— LESETEXT —

<<<<

Seit dem Sommersemester 2022 arbeiten Jenny Brockmann und Moritz Wehrmann als künstlerische Mitarbeitende im Fachbereich Medienwissenschaft der Fakultät Medien. Mit einer Vielzahl an künstlerisch forschenden Werkmodulen bereichern sie seitdem das Lehrangebot der Fakultät. Zentraler Ort der Lehrveranstaltungen ist das neu installierte bauhaus.medien.bühnen Labor. Ein Name, der neugierig macht. Höchste Zeit einmal nachzufragen, was es damit auf sich hat.
Was kann man sich unter dem bauhaus.medien.bühnen Labor (b.m.b. lab) vorstellen?
Jenny Brockmann:
Das bauhaus.medien.bühnen Labor wurde im Sommersemester 2022 von Moritz [Wehrmann] und mir begonnen. Es entwickelt Konzepte, in denen ein Zwischenfeld geschaffen wird, das sich durch Wissenschaft, Kunst und Philosophie bewegt. In Labor und Bühne verbindet sich die Praxis der Künste mit der Praxis der Theorie, die wir als plastische Praktiken ansehen.
Gerade für den Fachbereich Medienwissenschaft, in dem das Labor strukturell verankert ist, ist die Theorie als Grundlage von Prozessen, Objekten und Praktiken von großer Bedeutung, da das Denken sich immer in Körpern, Alltags- und nichtalltäglichen Welten artikuliert.
Moritz Wehrmann:
Das bauhaus.medien.bühnen Labor ist:
Ein Ort, der dem Zufall Raum gibt.
Ein Ort für Experimente im digitalen und analogen Raum, sowie dazwischen.
Ein Ort, der einlädt, neue Formen der Wissenschaft anzutreiben.
Ein Ort des Wandels, der sich anpassen lässt, wenn andere Orte nicht passen.

>>>>

— VORLIEGENDE EINTRÄGE —
<<<<

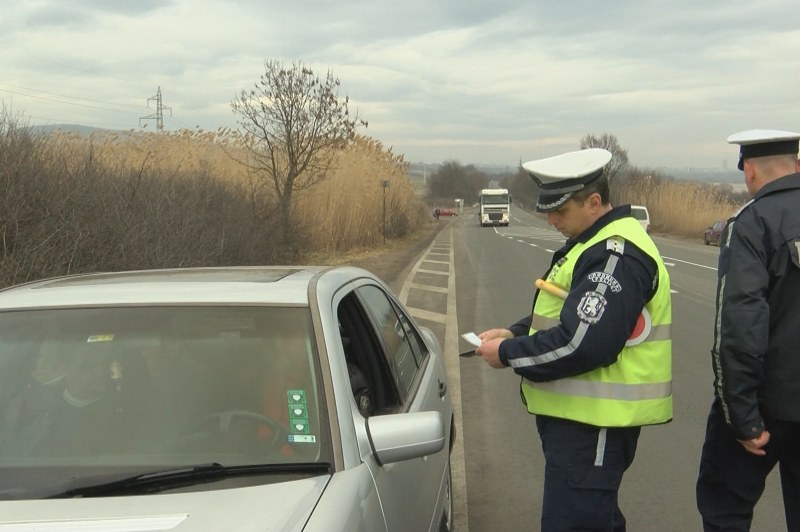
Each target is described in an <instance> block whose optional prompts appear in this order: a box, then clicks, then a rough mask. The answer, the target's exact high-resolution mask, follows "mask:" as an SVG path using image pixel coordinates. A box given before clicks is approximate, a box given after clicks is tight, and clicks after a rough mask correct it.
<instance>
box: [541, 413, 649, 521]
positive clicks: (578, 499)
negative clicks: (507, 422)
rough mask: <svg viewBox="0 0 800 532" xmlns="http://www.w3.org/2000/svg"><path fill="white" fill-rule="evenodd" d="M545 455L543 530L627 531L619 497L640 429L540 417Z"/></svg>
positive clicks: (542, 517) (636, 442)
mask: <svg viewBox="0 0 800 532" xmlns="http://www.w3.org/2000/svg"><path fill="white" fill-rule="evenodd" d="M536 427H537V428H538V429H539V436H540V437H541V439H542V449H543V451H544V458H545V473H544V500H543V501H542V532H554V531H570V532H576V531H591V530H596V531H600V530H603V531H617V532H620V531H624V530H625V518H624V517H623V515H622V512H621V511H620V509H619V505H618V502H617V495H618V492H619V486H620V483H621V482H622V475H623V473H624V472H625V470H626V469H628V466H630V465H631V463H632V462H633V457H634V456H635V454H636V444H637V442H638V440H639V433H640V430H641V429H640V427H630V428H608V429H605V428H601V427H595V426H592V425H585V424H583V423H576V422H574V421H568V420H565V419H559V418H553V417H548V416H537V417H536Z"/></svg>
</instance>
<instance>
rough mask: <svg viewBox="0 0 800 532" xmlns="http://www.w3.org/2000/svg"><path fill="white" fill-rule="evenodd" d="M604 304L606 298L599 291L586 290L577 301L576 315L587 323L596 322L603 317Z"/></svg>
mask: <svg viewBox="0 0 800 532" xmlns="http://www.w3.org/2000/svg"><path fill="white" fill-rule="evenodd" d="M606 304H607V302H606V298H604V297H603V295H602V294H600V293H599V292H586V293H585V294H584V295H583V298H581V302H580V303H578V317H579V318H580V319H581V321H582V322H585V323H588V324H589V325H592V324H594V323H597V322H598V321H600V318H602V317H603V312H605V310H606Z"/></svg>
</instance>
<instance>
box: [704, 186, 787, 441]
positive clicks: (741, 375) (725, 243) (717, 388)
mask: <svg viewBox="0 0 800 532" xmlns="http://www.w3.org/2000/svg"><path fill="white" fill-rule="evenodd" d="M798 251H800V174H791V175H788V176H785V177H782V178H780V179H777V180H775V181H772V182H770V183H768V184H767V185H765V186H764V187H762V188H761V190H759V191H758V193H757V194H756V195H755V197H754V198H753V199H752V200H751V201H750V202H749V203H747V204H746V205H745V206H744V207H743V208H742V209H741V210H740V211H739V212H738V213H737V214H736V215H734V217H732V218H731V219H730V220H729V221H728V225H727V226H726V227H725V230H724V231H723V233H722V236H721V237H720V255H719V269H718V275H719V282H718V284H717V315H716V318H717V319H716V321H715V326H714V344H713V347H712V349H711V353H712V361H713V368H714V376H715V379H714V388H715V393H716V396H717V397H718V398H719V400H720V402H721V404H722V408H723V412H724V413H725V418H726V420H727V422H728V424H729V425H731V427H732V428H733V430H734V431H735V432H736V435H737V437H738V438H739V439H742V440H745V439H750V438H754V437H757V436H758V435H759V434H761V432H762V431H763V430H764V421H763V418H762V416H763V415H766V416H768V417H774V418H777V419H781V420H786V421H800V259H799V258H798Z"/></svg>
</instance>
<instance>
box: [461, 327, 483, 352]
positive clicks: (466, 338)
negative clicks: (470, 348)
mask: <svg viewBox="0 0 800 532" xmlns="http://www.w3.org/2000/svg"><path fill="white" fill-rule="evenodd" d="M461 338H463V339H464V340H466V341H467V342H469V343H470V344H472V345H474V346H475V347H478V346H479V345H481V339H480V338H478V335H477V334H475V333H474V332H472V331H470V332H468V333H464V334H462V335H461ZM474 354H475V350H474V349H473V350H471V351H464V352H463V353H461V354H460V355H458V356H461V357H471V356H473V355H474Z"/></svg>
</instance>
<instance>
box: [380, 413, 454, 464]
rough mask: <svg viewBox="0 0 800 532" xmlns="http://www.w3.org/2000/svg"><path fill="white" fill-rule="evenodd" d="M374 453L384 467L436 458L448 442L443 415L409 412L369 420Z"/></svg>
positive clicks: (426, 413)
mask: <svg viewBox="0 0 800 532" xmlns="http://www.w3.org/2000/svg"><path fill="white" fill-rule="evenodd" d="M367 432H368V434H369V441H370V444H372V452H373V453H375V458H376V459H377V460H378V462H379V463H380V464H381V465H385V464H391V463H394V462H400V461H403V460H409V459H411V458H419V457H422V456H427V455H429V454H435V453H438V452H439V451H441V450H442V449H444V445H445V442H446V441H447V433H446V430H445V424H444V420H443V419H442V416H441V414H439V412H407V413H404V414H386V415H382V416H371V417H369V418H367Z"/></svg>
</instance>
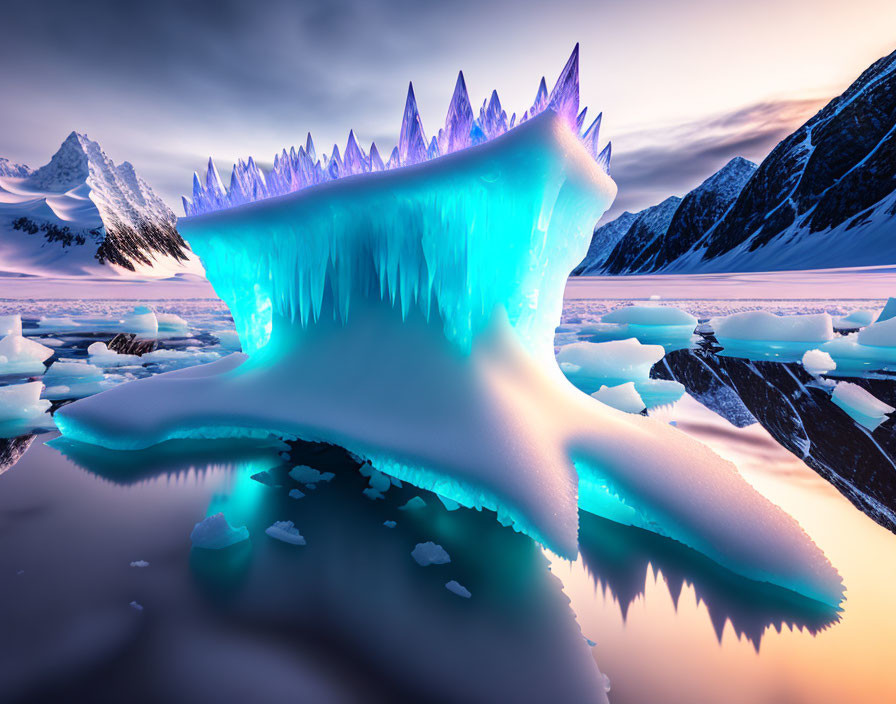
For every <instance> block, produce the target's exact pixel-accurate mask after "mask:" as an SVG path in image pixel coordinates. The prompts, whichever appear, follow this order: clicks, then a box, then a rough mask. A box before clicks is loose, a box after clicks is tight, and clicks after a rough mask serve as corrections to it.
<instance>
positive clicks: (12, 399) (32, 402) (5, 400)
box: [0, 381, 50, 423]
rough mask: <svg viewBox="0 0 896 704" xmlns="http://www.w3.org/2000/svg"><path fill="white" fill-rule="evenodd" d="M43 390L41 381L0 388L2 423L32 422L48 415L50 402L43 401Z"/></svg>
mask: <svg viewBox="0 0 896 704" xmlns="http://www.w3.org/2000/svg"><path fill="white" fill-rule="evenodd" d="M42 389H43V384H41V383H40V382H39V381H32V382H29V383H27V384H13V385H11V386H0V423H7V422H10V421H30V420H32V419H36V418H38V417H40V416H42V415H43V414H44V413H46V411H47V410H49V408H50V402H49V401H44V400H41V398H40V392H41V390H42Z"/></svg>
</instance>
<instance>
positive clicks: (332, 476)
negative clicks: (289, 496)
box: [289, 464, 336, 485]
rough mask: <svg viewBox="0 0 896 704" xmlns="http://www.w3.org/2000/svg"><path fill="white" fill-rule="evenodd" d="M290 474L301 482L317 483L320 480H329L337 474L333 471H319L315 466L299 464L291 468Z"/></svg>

>>>>

— AUFGABEN —
a – Gib bitte aus dem Text über das bauhaus.medien.bühnen Labor den Abschnitt wieder, der mit „Seit dem Sommersemester“ beginnt und bis einschließlich „auf sich hat.“ reicht.
b – Führe den Text über das bauhaus.medien.bühnen Labor im Anschluss an seinen letzten Satz weiter.

— ANTWORTEN JE EINTRAG —
a –
Seit dem Sommersemester 2022 arbeiten Jenny Brockmann und Moritz Wehrmann als künstlerische Mitarbeitende im Fachbereich Medienwissenschaft der Fakultät Medien. Mit einer Vielzahl an künstlerisch forschenden Werkmodulen bereichern sie seitdem das Lehrangebot der Fakultät. Zentraler Ort der Lehrveranstaltungen ist das neu installierte bauhaus.medien.bühnen Labor. Ein Name, der neugierig macht. Höchste Zeit einmal nachzufragen, was es damit auf sich hat.

b –
Der Name des Labors spielt ja auf das historische Bühnenkonzept des klassischen Bauhauses an. Wie ist das zu verstehen?
Moritz Wehrmann:
Das Labor steht einerseits in der Tradition des historischen Bauhauses und steht für den experimentellen Geist, der hier sehr unterschiedliche Disziplinen miteinander in Berührung bringen und miteinander reagieren lassen möchte. Andererseits setzt es den Fokus aber auf aktuelle Themen und beweihräuchert die Bauhaus-Vergangenheit nicht nur. Sowohl die historische Bauhausbühne als auch das bauhaus.medien.bühnen Labor sind Orte deren Fokus auf dem Ausprobieren statt der Aufführung liegt. Natürlich kann und soll das, was passiert, auch gezeigt werden, aber es steht eben nicht an erster Stelle und ist auf keinen Fall als eine Form des Theaters im Sinne von ‚hier Bühne – dort Publikum‘ zu verstehen. Das Labor schafft somit eher einen Raum, in dem Dinge, Vorgänge, Experimente, Ideen in die Welt treten können. Es ist ein geschützter Raum, aber auch ein Raum des Risikos.
Jenny Brockmann:
Wir wollen einen Raum für das Erforschen von Interdisziplinarität und Multiperspektivität schaffen und untersuchen, welche Möglichkeiten und Herausforderungen sich bei der Begegnung unterschiedlicher Perspektiven ergeben. Die Wichtigkeit von Forschung und Experiment im Raum hatte schon das historische Bauhaus erkannt und mit der Bauhausbühne einen Ort geschaffen, an dem unterschiedlichste Disziplinen, Gewerke und Künste zur Aufführung und Anschauung kamen.
Die Bühne soll auch bei uns als ein Labor vor der Publikation, als ein Ort der Aufführung mit unterschiedlich weiter Öffentlichkeit gedacht werden.
Wir sind nämlich der Überzeugung, dass die Auseinandersetzung mit konkreten physischen und sozialen Räumen für Studierende und Forschende und die soziale und diskursive und multisensorische Praxis des geteilten Raums notwendige Voraussetzungen für jede Praxis sind, nicht zuletzt auch für die Ausweitung ins Virtuelle und Digitale.
Die Bühne wird hier in einem erweiterten Sinne gedacht als Ort oder Medium unterschiedlichen Formats und unterschiedlicher Ausdehnung, an dem unterschiedlich große Kreise von Öffentlichkeit adressiert werden.
Nach einem Jahr bauhaus.medien.bühnen Labor: Welches Projekt hat euch besonders viel Spaß gemacht?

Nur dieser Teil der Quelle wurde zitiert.